■ **Work to do**:
[1] Answer these questions using the travel account.
(a) How many other Northern Virginians went on the trip to Israel?
(b) What was the menorah atop a yeshivah in Sderot crafted from?
(c) What took out another flying bomb over Ashkelon?
[2] Reproduce the part of the travel account starting with "Thursday, December 31, 2015" and going on through "rhyme or reason.".

■ **Excerpted passage**:
[START]
Thursday, December 31, 2015



A first-hand account of current events in Israel

The media tell only half of it

By Paul Driessen and Glenn Taubman

When we planned our recent trip to Israel with 50 other Northern Virginians, we didn’t expect that it would coincide with the latest spasm of Palestinian violence against Israelis. We didn’t anticipate that this new war would be more insidious than past “intifadas,” with almost daily violence coming out of nowhere, with no warning, rhyme or reason.

No one is exempt. Old people have been stabbed and brutalized on city streets; so have young mothers with toddlers, rabbis in study halls, students in cars, people praying. Soldiers have been attacked at checkpoints. Children have been forced to watch their parents murdered in front of them. People waiting for buses have been rammed by cars and split open by meat cleavers.

A rocket hit Sderot, where a menorah atop a yeshivah was crafted from rockets that had previously rained down on this beautiful city, and where a colorful playground caterpillar doubles as a bomb shelter during frequent attacks. The Iron Dome defense system took out another flying bomb over Ashkelon.
[END]
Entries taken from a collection
[START]
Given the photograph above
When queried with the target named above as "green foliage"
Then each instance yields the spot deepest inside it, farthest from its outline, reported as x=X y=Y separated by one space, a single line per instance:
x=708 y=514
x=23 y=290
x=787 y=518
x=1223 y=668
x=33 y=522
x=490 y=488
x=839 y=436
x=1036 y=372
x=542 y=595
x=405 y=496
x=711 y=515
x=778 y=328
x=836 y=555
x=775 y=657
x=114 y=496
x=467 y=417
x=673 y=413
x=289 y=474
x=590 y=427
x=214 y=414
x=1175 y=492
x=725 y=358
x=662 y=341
[END]
■ **Worked answers**:
[1]
(a) 50
(b) Rockets that had previously rained down on Sderot
(c) The Iron Dome defense system

[2]
Thursday, December 31, 2015



A first-hand account of current events in Israel

The media tell only half of it

By Paul Driessen and Glenn Taubman

When we planned our recent trip to Israel with 50 other Northern Virginians, we didn’t expect that it would coincide with the latest spasm of Palestinian violence against Israelis. We didn’t anticipate that this new war would be more insidious than past “intifadas,” with almost daily violence coming out of nowhere, with no warning, rhyme or reason.